EXERCISE DIRECTIONS:
Reproduce the lines below character for character, changing nothing.

THE INPUT:

======

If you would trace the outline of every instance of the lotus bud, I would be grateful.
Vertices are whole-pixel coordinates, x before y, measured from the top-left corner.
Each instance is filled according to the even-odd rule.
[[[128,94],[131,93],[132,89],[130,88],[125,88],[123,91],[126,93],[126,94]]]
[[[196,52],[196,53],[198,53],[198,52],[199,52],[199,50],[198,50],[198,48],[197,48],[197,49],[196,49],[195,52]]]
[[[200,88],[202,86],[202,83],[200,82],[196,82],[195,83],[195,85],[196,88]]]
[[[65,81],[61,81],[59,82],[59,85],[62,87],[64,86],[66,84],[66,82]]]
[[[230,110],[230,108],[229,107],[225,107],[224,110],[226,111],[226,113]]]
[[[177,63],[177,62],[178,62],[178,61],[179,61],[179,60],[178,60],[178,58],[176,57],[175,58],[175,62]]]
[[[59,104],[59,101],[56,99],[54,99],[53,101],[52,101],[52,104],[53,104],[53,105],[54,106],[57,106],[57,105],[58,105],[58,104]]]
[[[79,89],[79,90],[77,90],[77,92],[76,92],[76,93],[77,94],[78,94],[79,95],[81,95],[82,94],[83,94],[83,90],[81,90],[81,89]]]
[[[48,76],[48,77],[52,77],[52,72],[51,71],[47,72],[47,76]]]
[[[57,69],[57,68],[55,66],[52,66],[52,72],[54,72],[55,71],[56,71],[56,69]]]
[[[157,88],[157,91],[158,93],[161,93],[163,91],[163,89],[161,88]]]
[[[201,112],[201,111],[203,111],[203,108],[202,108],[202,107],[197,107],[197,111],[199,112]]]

======

EXPECTED ANSWER:
If you would trace the outline of every instance of the lotus bud, I would be grateful.
Vertices are whole-pixel coordinates, x before y, measured from the top-left corner.
Each instance is filled according to the even-odd rule.
[[[128,94],[131,93],[132,89],[130,88],[125,88],[123,91],[126,93],[126,94]]]
[[[196,52],[196,53],[198,53],[198,52],[199,52],[199,50],[198,50],[198,48],[197,48],[197,49],[196,49],[195,52]]]
[[[200,88],[202,86],[202,83],[200,82],[196,82],[195,83],[195,85],[196,88]]]
[[[65,81],[61,81],[59,82],[59,85],[62,87],[64,86],[66,84],[66,82]]]
[[[230,110],[230,108],[229,107],[225,107],[224,110],[226,111],[226,113]]]
[[[177,63],[177,62],[178,62],[178,61],[179,61],[179,60],[178,60],[178,58],[176,57],[175,58],[175,62]]]
[[[59,104],[59,101],[56,99],[54,99],[53,101],[52,101],[52,104],[53,104],[53,105],[54,106],[57,106],[57,105],[58,105],[58,104]]]
[[[79,89],[79,90],[77,90],[77,92],[76,92],[76,93],[77,94],[78,94],[79,95],[81,95],[82,94],[83,94],[83,90],[81,90],[81,89]]]
[[[48,76],[48,77],[52,77],[52,72],[51,71],[47,72],[47,76]]]
[[[57,69],[57,68],[55,66],[52,66],[52,72],[54,72],[55,71],[56,71],[56,69]]]
[[[157,88],[157,91],[158,93],[161,93],[163,91],[163,89],[161,88]]]
[[[201,112],[201,111],[203,111],[203,108],[202,108],[202,107],[197,107],[197,111],[199,112]]]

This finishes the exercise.